Task brief -
Copy out in full every line of the data below that contains the string "talkie". Only matches with the same upper and lower case count.

Input rows -
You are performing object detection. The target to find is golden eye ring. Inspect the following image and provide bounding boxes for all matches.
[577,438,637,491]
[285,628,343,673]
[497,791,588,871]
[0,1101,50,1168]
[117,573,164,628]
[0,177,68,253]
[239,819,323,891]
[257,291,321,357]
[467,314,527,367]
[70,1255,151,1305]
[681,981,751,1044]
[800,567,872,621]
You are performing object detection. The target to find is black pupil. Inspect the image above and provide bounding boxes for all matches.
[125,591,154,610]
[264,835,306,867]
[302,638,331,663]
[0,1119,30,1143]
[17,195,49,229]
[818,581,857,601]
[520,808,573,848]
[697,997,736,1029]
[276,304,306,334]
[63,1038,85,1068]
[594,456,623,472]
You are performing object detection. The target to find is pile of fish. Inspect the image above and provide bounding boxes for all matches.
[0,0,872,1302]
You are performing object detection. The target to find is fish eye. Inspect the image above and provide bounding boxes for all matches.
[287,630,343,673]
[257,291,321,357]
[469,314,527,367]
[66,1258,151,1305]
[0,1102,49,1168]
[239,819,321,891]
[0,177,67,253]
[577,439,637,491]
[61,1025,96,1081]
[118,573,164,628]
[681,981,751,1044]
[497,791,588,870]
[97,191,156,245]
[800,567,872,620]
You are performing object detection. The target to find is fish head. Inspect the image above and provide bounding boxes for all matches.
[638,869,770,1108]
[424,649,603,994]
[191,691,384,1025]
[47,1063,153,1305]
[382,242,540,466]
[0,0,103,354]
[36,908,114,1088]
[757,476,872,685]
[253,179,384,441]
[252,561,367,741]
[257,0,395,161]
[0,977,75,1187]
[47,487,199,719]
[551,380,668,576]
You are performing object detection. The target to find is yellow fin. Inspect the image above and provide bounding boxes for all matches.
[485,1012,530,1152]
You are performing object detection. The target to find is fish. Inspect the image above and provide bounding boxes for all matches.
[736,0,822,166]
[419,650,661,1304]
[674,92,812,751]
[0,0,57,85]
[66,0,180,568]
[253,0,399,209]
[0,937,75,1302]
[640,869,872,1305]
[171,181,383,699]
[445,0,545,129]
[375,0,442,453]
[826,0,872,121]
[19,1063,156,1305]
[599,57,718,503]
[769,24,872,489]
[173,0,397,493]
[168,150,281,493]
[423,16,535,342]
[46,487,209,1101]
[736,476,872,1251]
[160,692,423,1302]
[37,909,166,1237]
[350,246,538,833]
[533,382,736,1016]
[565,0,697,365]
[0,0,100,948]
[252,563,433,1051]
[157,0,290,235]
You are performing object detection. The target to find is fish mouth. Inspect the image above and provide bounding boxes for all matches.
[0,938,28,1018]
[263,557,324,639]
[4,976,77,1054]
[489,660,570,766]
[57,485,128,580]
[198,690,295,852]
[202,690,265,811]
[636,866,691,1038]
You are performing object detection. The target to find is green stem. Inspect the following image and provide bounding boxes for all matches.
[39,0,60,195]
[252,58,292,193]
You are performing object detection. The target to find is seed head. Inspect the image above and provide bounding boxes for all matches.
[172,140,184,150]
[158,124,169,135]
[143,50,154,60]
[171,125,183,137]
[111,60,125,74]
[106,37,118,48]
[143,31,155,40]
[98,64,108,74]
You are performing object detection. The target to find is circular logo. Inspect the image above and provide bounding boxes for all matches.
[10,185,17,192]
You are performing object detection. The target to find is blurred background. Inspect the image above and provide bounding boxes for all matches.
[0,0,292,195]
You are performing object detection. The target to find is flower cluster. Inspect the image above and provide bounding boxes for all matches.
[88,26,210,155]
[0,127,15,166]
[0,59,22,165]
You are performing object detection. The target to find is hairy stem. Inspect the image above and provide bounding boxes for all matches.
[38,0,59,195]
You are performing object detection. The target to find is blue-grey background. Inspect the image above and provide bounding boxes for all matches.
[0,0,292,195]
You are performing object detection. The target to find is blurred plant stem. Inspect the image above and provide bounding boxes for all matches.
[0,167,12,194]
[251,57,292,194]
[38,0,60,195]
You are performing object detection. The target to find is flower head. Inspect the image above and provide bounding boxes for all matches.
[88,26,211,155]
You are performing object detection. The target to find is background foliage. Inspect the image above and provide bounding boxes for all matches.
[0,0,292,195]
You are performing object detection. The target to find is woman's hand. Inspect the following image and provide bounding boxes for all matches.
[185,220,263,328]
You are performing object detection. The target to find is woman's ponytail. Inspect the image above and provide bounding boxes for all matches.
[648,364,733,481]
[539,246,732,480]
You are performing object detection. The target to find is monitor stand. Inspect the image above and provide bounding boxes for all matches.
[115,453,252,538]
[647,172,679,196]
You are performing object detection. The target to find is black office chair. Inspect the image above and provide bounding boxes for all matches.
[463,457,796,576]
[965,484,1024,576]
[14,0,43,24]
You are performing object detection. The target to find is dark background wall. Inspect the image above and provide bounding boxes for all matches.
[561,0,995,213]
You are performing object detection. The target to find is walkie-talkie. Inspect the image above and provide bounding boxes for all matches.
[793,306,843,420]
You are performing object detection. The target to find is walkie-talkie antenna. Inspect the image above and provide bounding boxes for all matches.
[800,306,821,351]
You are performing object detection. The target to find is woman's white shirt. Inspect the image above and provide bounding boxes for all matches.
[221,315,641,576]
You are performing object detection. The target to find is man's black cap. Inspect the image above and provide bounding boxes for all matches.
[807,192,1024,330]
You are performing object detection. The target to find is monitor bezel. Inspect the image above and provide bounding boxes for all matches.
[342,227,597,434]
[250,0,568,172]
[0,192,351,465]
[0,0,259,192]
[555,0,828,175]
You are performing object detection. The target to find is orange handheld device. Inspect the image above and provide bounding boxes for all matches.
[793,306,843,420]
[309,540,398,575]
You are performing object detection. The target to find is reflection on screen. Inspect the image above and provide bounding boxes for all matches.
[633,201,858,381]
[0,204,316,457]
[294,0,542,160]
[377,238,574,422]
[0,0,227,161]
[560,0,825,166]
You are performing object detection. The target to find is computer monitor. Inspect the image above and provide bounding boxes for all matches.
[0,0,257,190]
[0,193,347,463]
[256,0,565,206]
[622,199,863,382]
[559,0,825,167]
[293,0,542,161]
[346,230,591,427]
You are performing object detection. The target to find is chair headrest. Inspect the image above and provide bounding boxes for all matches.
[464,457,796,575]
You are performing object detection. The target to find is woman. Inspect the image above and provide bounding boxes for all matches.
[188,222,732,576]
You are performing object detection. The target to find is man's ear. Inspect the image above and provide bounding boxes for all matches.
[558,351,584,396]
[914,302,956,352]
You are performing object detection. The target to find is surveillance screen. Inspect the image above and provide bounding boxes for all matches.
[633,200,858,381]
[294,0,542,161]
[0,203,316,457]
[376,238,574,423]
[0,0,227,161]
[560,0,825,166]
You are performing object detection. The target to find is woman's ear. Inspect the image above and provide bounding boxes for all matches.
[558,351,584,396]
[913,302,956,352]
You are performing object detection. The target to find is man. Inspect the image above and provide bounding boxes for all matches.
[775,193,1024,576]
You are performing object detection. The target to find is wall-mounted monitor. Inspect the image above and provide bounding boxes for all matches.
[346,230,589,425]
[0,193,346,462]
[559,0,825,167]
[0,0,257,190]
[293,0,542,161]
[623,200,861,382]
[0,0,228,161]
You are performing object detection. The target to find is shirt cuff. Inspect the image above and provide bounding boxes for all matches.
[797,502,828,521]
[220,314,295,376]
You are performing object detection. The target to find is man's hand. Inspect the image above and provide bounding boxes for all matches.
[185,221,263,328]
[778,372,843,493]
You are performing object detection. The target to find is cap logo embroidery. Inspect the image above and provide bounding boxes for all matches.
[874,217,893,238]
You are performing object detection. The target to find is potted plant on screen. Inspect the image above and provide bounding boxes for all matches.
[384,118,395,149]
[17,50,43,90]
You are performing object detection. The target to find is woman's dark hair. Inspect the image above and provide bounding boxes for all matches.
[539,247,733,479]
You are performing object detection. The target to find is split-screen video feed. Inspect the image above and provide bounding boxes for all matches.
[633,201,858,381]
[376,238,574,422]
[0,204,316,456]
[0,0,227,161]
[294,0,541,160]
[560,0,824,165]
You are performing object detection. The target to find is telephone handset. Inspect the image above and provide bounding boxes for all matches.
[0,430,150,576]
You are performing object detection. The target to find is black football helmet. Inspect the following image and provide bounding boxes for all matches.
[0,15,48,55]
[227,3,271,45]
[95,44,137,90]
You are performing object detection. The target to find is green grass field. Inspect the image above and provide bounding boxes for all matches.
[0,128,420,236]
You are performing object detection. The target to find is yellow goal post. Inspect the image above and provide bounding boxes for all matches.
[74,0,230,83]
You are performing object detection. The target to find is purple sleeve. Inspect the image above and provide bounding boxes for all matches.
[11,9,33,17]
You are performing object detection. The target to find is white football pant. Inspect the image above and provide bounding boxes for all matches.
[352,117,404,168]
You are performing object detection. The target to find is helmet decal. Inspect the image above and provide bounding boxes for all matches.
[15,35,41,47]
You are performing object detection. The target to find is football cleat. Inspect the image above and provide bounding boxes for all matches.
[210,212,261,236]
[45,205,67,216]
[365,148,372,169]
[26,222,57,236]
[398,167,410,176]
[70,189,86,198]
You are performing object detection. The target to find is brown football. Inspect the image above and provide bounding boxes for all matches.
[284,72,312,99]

Response below -
You are performing object detection. The target to find is walkie-talkie. Inspect the image above and provide bounding boxes for all matches.
You are performing object detection. The target to find is walkie-talkie antenna. Inspect the image above and provide bounding boxes for all matches.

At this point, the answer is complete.